§ Task
Write out word for word the part of the data below that starts at the line containing "tree bark, locate" and ends with the line containing "[[99, 52], [156, 49]]". Include both of those lines and nothing else.

§ Material for this exercise
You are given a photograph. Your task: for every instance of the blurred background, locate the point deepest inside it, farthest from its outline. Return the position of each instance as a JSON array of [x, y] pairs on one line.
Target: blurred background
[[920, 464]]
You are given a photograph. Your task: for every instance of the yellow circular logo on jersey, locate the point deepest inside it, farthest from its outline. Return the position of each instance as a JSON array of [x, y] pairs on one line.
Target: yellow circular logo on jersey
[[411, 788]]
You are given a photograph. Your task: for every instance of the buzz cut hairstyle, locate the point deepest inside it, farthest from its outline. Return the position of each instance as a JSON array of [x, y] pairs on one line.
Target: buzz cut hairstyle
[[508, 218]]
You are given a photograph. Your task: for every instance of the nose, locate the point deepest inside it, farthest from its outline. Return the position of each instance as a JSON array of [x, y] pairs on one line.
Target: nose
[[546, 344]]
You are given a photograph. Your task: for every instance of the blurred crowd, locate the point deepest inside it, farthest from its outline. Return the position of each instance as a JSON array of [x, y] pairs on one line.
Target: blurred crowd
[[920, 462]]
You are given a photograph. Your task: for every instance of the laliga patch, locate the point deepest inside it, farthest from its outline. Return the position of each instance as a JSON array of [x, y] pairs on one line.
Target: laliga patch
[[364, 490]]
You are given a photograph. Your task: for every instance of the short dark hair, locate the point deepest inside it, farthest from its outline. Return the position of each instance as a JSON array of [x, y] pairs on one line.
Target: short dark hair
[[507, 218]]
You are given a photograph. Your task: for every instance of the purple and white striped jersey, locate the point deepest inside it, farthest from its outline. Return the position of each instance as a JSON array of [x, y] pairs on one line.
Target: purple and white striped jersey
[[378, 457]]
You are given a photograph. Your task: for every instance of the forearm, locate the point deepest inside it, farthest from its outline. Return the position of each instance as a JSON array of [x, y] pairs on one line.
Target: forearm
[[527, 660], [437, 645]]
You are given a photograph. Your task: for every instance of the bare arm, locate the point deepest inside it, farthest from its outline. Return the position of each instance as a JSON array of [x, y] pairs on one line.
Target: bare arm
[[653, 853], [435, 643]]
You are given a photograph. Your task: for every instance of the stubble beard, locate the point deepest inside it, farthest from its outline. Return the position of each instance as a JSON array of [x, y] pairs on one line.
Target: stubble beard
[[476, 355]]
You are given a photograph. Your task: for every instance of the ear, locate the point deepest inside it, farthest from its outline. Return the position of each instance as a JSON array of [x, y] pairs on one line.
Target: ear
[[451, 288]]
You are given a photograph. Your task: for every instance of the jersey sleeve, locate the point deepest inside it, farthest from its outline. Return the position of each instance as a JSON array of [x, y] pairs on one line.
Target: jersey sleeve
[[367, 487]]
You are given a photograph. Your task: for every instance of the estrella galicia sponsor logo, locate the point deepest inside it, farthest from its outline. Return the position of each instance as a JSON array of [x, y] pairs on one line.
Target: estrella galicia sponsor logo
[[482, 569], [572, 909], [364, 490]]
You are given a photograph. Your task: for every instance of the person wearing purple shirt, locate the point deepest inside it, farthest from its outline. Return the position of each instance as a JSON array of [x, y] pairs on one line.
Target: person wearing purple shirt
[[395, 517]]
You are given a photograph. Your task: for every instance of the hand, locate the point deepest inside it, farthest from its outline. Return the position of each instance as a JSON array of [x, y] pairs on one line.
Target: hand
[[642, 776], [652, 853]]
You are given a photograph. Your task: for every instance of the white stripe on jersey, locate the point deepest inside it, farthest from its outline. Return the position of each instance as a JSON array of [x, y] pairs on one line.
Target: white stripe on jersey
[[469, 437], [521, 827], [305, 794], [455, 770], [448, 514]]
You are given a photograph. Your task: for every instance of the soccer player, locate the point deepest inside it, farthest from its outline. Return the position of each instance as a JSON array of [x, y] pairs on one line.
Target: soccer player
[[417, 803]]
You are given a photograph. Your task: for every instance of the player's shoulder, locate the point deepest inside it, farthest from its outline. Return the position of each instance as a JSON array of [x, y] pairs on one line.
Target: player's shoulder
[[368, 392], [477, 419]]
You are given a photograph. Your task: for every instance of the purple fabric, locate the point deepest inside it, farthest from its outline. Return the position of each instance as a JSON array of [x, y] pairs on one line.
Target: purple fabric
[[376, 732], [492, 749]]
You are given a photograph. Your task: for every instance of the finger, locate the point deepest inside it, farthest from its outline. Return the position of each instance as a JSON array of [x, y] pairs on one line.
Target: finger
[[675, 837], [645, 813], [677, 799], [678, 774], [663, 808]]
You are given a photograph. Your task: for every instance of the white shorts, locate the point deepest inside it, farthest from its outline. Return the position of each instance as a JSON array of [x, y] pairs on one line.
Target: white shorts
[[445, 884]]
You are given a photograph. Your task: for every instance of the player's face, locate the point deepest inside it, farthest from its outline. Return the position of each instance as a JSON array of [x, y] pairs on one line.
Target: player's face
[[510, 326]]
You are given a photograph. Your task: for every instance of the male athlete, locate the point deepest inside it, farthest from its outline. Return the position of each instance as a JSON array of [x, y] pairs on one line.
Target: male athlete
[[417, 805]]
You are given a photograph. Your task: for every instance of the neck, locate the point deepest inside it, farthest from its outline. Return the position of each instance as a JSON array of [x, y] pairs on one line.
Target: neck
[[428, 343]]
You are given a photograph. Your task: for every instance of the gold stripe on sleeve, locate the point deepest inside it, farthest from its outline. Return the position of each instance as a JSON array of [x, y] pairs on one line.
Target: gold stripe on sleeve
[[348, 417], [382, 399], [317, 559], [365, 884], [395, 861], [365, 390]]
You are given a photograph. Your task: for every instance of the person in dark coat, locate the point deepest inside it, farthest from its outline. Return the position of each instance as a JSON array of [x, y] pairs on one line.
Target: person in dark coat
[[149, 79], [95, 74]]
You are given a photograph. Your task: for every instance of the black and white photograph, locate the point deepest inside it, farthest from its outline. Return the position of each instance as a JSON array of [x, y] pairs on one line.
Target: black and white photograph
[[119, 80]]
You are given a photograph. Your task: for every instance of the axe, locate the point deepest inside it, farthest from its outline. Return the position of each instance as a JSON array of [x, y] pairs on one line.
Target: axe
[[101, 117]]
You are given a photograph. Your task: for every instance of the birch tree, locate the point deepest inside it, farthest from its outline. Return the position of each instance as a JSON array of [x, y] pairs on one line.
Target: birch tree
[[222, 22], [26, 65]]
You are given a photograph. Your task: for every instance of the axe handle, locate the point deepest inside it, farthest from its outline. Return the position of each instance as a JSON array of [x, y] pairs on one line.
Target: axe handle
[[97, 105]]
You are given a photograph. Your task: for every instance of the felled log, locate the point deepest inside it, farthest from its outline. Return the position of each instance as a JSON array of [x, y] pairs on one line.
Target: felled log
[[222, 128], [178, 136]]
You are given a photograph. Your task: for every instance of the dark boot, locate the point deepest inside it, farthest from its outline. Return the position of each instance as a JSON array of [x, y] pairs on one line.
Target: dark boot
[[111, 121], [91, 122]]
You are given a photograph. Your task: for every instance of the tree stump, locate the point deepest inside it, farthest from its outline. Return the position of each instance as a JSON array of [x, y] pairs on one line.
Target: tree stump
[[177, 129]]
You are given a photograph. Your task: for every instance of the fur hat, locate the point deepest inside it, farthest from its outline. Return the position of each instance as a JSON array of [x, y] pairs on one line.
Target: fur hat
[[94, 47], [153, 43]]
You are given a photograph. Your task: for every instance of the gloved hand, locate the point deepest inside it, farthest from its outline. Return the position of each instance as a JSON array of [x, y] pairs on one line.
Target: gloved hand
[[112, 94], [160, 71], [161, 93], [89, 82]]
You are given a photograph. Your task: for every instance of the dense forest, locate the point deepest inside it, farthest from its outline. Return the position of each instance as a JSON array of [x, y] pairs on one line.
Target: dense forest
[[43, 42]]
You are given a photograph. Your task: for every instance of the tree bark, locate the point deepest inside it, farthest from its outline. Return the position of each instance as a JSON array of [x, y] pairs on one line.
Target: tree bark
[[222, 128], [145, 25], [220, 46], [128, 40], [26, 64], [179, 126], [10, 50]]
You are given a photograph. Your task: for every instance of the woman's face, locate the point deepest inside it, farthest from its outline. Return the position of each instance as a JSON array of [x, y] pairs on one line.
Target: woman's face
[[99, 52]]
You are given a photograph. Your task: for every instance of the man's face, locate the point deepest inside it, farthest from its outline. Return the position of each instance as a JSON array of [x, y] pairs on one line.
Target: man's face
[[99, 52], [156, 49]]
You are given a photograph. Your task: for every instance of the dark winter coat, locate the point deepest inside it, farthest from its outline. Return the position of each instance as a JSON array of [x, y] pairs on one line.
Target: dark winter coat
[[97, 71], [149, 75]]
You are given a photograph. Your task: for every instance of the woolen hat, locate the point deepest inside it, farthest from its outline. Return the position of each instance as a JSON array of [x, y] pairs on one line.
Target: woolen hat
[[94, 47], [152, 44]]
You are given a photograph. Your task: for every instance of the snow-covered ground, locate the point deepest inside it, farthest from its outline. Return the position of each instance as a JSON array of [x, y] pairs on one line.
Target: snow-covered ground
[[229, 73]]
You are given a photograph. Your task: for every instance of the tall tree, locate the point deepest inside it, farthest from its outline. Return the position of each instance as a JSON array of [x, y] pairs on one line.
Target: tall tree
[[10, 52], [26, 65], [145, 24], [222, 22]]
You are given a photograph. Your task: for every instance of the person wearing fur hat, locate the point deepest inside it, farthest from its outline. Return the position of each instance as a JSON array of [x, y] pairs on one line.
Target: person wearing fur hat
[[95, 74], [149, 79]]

§ Full response
You are given a photograph. Your task: for every instance of the tree bark, locate the point deepest inside it, farthest from its outline. Return the position of each instance as a JSON array of [x, y] pairs on one line.
Target: tree bark
[[222, 128], [145, 25], [220, 46], [128, 40], [26, 64], [179, 126], [10, 50]]
You are given a photograph. Your task: for every instance of the woman's face, locate the point deepest inside it, farthest from its outline. Return the position of each instance as a JSON array of [x, y] pairs on one line.
Target: woman's face
[[99, 52]]
You are given a photograph. Your task: for every instance of the man's face, locate the point deepest inside it, farthest from its outline. Return the position of each instance as a JSON array of [x, y] pairs on one line.
Target: man's face
[[99, 52], [156, 49]]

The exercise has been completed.